* _Goal_
Repeat exactly, and only, the lines from the line containing "Annotate the sky" through the last line of the records below, including both.

* _Extracted entries_
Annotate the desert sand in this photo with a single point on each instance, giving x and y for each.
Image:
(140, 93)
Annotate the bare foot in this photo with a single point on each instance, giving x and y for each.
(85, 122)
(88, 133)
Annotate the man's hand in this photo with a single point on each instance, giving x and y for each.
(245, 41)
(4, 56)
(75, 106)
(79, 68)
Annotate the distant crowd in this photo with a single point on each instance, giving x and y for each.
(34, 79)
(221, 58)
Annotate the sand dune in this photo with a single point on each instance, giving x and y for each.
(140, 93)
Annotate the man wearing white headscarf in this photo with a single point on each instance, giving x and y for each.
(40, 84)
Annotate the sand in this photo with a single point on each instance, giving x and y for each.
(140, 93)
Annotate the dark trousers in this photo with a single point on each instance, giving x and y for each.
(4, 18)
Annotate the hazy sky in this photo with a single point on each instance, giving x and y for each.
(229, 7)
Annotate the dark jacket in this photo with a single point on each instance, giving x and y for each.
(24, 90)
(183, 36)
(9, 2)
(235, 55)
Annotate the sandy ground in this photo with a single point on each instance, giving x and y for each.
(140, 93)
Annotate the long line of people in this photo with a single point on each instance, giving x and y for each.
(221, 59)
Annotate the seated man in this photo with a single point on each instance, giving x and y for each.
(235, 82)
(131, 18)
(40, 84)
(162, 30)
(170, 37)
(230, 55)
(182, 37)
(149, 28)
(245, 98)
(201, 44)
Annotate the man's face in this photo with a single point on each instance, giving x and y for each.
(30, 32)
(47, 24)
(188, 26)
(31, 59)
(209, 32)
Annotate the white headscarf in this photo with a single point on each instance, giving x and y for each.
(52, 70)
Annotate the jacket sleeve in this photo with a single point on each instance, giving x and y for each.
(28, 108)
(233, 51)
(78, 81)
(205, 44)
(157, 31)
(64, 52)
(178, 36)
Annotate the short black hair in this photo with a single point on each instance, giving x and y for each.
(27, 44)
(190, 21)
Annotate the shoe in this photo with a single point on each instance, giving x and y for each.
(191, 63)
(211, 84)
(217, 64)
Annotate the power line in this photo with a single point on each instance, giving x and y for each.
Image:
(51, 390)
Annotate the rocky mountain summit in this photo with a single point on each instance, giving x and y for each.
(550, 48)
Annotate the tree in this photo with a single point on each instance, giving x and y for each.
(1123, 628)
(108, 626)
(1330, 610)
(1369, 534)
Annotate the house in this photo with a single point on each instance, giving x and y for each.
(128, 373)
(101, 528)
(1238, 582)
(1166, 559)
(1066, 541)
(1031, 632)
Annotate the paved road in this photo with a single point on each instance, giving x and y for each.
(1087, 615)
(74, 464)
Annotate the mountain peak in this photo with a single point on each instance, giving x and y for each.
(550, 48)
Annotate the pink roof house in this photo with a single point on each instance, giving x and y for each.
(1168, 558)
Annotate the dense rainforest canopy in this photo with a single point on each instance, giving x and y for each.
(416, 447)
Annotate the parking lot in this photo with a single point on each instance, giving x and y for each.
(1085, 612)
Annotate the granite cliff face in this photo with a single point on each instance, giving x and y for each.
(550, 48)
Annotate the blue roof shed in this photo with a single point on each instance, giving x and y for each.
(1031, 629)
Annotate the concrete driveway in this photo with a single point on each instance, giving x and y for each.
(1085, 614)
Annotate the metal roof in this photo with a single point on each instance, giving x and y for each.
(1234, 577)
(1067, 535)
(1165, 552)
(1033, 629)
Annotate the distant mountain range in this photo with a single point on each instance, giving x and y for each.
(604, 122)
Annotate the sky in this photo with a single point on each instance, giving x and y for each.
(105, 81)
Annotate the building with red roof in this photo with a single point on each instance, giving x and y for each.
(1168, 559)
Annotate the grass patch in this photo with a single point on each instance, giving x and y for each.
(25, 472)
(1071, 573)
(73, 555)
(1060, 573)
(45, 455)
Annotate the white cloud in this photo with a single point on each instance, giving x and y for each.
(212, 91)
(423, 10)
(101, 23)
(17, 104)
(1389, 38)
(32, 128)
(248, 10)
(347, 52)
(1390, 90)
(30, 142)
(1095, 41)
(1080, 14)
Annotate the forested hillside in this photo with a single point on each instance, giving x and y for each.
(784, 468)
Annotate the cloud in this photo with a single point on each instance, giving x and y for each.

* _Result of this task_
Annotate the sky in this photo with a single point on each instance, giving x and y for each.
(105, 81)
Annotate the building with red roof in this photo with a single point on each instance, giving x and y for each.
(1168, 559)
Annotate the grass patch in this photo with a single point on each instance, giving x and y for each.
(25, 472)
(1071, 573)
(73, 555)
(1060, 573)
(45, 455)
Annotate the white cloud in this photo with a single point on each instance, giving x and y for each.
(212, 91)
(423, 10)
(101, 23)
(17, 104)
(1389, 38)
(32, 128)
(248, 10)
(347, 52)
(1390, 90)
(30, 142)
(1095, 41)
(1080, 14)
Annotate the forested hillside in this photo with a single point on each instance, giving x and y for each.
(784, 468)
Annotate the cloud in this photo with a single point on each instance, giving x and y for each.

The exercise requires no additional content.